▶ _TAREA_:
Según el texto sobre Manoel de Oliveira, ¿a quién imita Oliveira en su aparición en Lisbon Story, la película de Wim Wenders?

Manoel de Oliveira: una carrera contra el tiempo
Además de su longevidad, el director tenía otra gran baza: hacía buenas películas
Además de su longevidad más que centenaria, Manoel de Oliveira tenía otra gran baza a su favor: hacía buenas películas. Películas de festivales, no destinadas al gran público, pero buenas películas. Películas profundamente portuguesas y, a la vez, indiscutiblemente universales. Películas a menudo adaptadas de textos literarios pero siempre impregnadas de referencias cinematográficas. Y, sobre todo, cargadas de ironía. La ironía que destilaban sus ojos, siempre vivos. Cuando Wim Wenders rodó Lisbon Story en la capital portuguesa, no dudó en solicitar la complicidad de Oliveira, que aparece —filmado en blanco y negro— imitando a Charlot. En los últimos años, que tratándose del centenario Oliveira quizá fueran veinte, él mismo andaba apoyado en un bastón, más por coquetería que por necesidad, sospecho. Pero, en cualquier caso, seguía rodando. El día que deje de rodar, morirá, decían sus amigos. Y, prácticamente, así ha sido, aunque últimamente ya sólo eran cortometrajes o episodios como el de Centro histórico, donde se burla de los turistas de Guimarães con sus cámaras fotográficas.

▶ _DATOS EXTRAÍDOS_:
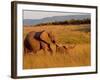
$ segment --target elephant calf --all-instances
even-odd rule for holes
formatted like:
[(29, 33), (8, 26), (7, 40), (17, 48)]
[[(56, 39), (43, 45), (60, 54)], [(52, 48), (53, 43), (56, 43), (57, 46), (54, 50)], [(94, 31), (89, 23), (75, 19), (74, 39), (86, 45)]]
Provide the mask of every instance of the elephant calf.
[(55, 37), (51, 32), (45, 30), (40, 32), (31, 31), (24, 39), (24, 53), (37, 53), (43, 49), (45, 52), (54, 50), (51, 48), (51, 44), (55, 44)]

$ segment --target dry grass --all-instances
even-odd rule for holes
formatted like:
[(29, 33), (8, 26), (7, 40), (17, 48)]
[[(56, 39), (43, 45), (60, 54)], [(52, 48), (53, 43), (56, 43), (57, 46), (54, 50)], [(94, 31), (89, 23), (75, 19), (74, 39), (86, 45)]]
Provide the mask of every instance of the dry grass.
[(56, 36), (57, 43), (76, 44), (76, 47), (66, 54), (43, 53), (23, 55), (23, 68), (50, 68), (50, 67), (75, 67), (90, 65), (90, 25), (48, 25), (38, 27), (24, 27), (24, 37), (30, 31), (47, 30), (52, 31)]

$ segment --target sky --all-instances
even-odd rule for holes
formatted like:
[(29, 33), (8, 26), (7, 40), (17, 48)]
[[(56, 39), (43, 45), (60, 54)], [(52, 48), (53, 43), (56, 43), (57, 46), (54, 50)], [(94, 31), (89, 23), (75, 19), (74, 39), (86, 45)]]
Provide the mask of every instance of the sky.
[(49, 12), (49, 11), (23, 11), (24, 19), (42, 19), (53, 16), (68, 16), (68, 15), (88, 15), (89, 13), (75, 13), (75, 12)]

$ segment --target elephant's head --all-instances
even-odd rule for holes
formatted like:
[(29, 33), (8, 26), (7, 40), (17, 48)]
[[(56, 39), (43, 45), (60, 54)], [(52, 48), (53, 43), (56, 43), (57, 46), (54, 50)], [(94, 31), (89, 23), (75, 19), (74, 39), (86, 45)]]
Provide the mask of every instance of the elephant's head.
[(55, 36), (52, 32), (42, 31), (40, 35), (40, 39), (48, 44), (56, 43)]

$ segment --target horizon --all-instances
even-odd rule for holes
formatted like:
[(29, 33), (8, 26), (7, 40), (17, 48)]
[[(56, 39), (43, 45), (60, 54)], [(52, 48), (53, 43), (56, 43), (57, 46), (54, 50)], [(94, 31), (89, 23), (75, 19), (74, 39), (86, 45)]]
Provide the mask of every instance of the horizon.
[[(40, 15), (41, 14), (41, 15)], [(35, 16), (34, 16), (35, 15)], [(43, 19), (55, 16), (73, 16), (73, 15), (90, 15), (90, 13), (76, 13), (76, 12), (51, 12), (51, 11), (23, 11), (23, 19)]]

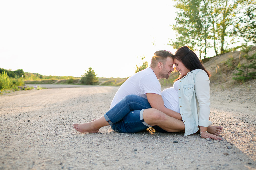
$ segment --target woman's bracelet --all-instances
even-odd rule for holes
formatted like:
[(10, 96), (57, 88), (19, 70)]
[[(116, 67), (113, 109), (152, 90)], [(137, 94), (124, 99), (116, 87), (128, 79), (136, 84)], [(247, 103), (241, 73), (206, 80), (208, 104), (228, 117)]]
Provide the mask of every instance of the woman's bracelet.
[(200, 133), (200, 137), (201, 137), (201, 133), (202, 133), (203, 132), (207, 132), (207, 133), (208, 133), (208, 132), (207, 132), (207, 131), (204, 131), (204, 132), (201, 132)]

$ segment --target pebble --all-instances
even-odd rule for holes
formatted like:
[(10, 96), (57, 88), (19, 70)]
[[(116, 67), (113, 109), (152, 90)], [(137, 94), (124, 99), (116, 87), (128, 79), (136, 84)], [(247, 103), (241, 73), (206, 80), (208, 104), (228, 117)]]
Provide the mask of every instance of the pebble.
[(223, 165), (223, 166), (227, 166), (229, 165), (227, 163), (225, 163), (225, 164)]

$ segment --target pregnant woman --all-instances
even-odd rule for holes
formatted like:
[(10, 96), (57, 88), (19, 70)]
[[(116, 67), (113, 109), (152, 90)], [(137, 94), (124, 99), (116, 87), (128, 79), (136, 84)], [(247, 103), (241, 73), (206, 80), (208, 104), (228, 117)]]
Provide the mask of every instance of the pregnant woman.
[(162, 95), (165, 106), (180, 113), (182, 120), (151, 108), (146, 99), (129, 95), (99, 118), (73, 124), (73, 127), (80, 132), (95, 133), (100, 127), (110, 125), (116, 132), (135, 133), (153, 126), (162, 132), (185, 130), (185, 136), (200, 130), (202, 138), (221, 140), (218, 135), (222, 127), (210, 126), (210, 73), (188, 47), (177, 50), (174, 61), (180, 75), (173, 87), (163, 91)]

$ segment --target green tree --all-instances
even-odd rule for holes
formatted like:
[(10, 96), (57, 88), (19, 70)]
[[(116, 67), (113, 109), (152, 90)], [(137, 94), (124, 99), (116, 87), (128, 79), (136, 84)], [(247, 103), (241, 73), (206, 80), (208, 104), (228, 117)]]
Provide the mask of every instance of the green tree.
[[(237, 21), (238, 28), (247, 29), (247, 35), (250, 35), (251, 37), (255, 34), (253, 33), (255, 32), (253, 23), (255, 22), (252, 21), (255, 20), (249, 19), (250, 17), (254, 18), (255, 16), (255, 5), (248, 5), (253, 3), (252, 0), (174, 1), (177, 2), (175, 6), (178, 11), (176, 23), (172, 26), (177, 37), (176, 40), (170, 40), (169, 44), (174, 48), (189, 46), (199, 50), (200, 57), (201, 53), (204, 54), (205, 57), (207, 49), (211, 48), (216, 55), (224, 53), (232, 49), (233, 46), (237, 46), (235, 43), (241, 40), (237, 38), (238, 30), (236, 32), (233, 31)], [(246, 11), (250, 12), (242, 15), (241, 11), (245, 11), (246, 9), (250, 9)], [(250, 22), (247, 21), (248, 20)], [(247, 27), (247, 23), (250, 23), (251, 26)], [(244, 27), (240, 28), (240, 25)], [(240, 36), (247, 38), (245, 35)], [(247, 39), (253, 41), (251, 38)]]
[(82, 84), (86, 85), (94, 85), (98, 84), (99, 80), (96, 77), (97, 74), (91, 67), (89, 67), (89, 70), (84, 73), (84, 75), (82, 76), (80, 82)]
[[(141, 58), (141, 61), (143, 61), (143, 59), (145, 58), (145, 56), (144, 56)], [(136, 65), (136, 70), (135, 70), (135, 73), (137, 72), (138, 72), (140, 71), (144, 70), (147, 67), (148, 65), (148, 62), (147, 61), (144, 61), (142, 63), (142, 66), (138, 66), (137, 65)]]
[[(242, 1), (242, 10), (234, 24), (234, 33), (242, 37), (247, 42), (256, 45), (256, 1)], [(246, 44), (247, 45), (247, 44)]]

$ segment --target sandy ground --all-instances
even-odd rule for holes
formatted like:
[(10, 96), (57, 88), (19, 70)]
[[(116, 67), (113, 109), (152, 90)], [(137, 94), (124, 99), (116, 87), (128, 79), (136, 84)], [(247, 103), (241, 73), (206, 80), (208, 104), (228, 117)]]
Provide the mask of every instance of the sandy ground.
[(254, 86), (243, 96), (212, 88), (211, 120), (223, 127), (223, 141), (110, 126), (79, 133), (72, 124), (102, 115), (118, 88), (86, 87), (0, 96), (0, 169), (256, 169)]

▶ _RESPUESTA_:
A Charlot.